* Required action: Filter the listing below down to the lines holding the word "person", and copy those lines.

* Data provided:
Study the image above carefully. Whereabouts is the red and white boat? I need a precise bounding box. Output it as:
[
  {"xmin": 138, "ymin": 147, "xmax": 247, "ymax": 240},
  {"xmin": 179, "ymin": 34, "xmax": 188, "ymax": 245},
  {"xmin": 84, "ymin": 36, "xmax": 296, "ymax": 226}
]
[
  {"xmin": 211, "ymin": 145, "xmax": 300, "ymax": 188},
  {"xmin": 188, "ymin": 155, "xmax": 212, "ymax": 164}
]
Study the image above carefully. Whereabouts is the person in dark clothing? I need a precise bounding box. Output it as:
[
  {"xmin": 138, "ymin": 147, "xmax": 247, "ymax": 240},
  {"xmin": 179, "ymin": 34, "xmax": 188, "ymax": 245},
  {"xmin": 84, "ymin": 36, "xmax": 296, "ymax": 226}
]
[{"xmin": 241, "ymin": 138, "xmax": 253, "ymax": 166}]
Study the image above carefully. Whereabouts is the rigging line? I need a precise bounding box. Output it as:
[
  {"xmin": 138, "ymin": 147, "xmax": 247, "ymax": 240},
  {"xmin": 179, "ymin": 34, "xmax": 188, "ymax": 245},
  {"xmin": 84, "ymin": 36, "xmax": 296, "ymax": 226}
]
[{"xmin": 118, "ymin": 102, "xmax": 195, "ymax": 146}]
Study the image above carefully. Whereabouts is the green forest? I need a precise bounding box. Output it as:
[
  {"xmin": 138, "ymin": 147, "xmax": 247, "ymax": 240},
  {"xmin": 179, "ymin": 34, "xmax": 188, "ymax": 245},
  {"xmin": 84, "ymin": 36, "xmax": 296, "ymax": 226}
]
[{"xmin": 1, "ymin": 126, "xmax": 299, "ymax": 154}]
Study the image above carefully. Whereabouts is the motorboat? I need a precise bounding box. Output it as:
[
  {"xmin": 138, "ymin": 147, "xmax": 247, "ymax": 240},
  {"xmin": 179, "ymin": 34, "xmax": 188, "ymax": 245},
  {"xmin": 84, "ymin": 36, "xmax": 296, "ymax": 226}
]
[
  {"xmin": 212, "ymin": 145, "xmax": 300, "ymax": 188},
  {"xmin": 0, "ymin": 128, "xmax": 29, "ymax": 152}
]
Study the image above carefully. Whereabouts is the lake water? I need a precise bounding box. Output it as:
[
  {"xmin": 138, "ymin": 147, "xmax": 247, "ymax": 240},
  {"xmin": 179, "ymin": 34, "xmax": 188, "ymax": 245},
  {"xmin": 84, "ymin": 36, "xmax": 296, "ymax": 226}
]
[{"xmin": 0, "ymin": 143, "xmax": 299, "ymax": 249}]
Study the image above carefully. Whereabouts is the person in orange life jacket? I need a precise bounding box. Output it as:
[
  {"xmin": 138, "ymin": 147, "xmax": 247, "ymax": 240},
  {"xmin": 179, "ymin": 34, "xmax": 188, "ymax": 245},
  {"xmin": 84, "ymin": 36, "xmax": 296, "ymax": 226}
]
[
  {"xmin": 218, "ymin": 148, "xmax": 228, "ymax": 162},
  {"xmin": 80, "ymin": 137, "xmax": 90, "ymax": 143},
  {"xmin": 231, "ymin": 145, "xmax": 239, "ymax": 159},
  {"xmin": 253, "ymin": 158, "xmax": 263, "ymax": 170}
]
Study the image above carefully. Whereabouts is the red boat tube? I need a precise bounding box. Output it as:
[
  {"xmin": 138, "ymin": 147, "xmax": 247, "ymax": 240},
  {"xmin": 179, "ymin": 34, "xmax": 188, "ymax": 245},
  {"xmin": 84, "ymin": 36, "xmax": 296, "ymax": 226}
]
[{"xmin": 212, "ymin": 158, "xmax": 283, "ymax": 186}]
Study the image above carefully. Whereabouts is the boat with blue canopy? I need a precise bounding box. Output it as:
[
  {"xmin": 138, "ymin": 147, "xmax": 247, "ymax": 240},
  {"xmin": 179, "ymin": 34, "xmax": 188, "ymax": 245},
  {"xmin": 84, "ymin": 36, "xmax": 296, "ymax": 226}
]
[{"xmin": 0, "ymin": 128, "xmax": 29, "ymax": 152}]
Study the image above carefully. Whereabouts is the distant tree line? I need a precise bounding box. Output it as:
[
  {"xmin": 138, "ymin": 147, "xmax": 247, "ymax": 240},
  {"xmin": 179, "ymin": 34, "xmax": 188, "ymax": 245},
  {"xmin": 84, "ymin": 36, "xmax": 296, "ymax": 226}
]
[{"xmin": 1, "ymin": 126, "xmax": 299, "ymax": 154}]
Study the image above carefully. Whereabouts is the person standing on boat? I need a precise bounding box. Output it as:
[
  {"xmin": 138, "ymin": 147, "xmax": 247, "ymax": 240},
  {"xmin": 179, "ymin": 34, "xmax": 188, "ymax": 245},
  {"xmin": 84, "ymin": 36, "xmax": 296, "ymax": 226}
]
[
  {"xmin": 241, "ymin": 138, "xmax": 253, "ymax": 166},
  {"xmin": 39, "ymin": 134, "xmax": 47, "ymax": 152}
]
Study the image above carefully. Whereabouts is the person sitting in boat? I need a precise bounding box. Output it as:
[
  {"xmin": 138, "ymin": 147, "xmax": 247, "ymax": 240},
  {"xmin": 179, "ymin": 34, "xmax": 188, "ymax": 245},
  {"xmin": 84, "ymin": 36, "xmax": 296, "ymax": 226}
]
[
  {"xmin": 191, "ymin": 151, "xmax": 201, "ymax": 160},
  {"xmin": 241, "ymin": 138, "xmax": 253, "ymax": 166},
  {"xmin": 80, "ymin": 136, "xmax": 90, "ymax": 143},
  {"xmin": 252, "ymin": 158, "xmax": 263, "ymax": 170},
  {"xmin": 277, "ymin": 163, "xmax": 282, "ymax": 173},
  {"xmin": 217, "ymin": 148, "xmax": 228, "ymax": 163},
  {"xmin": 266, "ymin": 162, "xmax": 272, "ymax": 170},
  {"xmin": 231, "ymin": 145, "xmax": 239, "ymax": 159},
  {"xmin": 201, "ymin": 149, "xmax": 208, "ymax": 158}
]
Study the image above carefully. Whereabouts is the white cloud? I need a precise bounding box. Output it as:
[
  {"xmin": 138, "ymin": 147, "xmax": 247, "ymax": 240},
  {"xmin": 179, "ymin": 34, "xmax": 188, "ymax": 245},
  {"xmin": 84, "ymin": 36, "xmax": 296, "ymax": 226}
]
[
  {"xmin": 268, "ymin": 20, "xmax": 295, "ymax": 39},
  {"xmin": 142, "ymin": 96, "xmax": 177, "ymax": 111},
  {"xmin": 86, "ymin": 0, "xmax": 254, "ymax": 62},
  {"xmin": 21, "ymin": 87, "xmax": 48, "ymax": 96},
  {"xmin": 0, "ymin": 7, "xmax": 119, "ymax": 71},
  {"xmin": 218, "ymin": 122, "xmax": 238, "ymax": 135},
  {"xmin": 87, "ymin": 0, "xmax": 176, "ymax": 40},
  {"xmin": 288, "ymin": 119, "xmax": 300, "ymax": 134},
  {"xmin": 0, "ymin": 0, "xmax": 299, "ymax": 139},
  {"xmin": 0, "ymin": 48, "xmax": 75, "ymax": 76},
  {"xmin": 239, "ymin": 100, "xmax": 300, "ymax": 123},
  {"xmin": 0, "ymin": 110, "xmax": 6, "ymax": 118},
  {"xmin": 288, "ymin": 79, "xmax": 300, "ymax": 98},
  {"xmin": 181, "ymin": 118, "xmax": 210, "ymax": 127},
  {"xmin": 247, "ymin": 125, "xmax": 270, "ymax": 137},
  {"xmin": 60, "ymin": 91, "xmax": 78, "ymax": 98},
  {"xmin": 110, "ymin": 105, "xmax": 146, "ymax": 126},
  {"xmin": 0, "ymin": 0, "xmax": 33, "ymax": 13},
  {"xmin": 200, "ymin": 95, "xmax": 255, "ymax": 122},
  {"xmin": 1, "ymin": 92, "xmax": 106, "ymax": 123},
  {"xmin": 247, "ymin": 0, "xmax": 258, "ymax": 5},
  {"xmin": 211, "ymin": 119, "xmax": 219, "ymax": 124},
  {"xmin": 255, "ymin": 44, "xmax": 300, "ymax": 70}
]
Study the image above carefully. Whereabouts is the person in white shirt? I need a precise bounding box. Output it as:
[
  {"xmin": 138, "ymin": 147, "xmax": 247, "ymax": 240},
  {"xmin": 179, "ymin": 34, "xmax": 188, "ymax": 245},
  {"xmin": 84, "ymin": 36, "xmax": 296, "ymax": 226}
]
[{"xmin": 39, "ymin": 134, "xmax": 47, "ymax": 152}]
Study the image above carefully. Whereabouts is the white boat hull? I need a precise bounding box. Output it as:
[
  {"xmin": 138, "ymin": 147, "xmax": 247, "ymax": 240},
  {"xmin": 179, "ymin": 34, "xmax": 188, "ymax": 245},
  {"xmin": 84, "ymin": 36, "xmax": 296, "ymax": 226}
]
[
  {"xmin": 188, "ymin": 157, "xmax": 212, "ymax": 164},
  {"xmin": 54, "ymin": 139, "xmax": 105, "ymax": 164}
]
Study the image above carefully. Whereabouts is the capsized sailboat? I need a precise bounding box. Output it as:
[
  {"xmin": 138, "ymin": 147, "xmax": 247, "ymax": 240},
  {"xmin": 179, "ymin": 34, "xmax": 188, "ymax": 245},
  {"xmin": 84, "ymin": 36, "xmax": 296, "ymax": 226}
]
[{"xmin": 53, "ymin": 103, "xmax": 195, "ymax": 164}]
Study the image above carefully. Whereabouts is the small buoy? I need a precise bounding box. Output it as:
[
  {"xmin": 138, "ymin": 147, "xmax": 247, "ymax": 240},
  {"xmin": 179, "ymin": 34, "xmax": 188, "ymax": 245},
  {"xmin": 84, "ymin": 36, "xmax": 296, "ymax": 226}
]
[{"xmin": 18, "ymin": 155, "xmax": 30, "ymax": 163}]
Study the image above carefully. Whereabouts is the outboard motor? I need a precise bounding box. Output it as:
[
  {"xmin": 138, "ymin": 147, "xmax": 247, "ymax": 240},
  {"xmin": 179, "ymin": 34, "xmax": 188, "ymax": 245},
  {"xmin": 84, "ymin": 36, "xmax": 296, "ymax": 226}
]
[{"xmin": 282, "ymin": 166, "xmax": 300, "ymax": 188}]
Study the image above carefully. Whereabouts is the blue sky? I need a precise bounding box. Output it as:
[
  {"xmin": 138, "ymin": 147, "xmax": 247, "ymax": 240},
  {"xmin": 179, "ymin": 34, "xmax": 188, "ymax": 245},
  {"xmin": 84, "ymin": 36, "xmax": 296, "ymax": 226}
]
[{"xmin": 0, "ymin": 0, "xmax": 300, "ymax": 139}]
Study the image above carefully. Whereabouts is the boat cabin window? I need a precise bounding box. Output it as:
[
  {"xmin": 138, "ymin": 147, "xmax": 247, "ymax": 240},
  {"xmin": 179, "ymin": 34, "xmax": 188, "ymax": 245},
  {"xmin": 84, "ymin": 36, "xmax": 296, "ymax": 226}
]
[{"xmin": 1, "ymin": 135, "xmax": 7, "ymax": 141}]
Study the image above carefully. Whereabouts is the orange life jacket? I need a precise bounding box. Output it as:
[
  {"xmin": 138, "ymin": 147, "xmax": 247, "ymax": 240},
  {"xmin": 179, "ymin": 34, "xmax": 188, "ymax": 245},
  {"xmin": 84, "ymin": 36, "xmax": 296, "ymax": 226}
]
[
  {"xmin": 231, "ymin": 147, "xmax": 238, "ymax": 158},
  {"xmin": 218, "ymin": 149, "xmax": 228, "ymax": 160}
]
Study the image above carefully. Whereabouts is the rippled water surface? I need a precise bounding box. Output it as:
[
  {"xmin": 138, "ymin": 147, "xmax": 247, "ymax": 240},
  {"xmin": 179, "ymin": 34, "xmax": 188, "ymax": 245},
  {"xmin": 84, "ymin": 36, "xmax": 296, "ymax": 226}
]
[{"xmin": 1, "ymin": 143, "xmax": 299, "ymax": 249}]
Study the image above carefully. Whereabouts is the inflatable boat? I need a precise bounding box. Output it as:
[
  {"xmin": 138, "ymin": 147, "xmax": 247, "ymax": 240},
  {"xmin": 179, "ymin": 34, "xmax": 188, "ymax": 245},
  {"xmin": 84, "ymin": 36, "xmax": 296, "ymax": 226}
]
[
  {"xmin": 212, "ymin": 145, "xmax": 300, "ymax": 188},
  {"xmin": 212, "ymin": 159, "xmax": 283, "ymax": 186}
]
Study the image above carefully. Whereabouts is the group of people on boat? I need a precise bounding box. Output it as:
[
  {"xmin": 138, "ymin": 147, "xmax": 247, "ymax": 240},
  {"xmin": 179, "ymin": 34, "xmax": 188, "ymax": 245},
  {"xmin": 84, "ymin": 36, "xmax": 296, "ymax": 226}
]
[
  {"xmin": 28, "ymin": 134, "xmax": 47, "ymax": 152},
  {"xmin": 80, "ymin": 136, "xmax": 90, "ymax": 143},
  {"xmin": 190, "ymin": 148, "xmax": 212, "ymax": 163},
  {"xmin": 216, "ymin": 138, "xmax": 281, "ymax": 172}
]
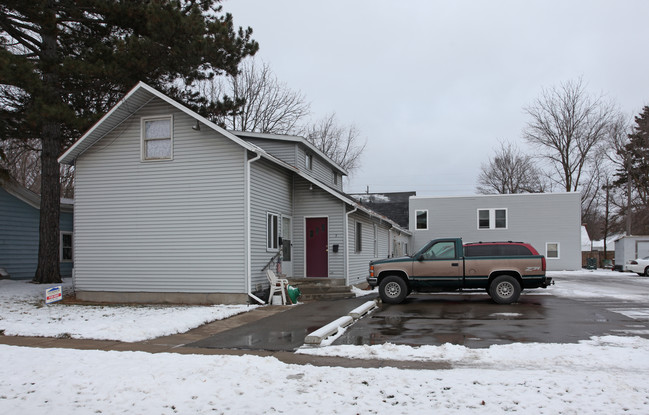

* Result of the exercise:
Study the image above carefully. Whereabouts is the person in dark clothing? I need a precise bounding box. Output it as:
Study the image above carefully. Whereabouts is the person in orange life jacket? I need a precise bounding box. Output it as:
Study the image above carefully. Whereabouts is the person standing on boat? I need a precise bounding box. Output it as:
Study the image above carefully. Whereabouts is the person sitting in boat? I need a precise bounding box. Output it as:
Study the image above carefully. Whereabouts is the person in white shirt? I need a precise bounding box. Output it as:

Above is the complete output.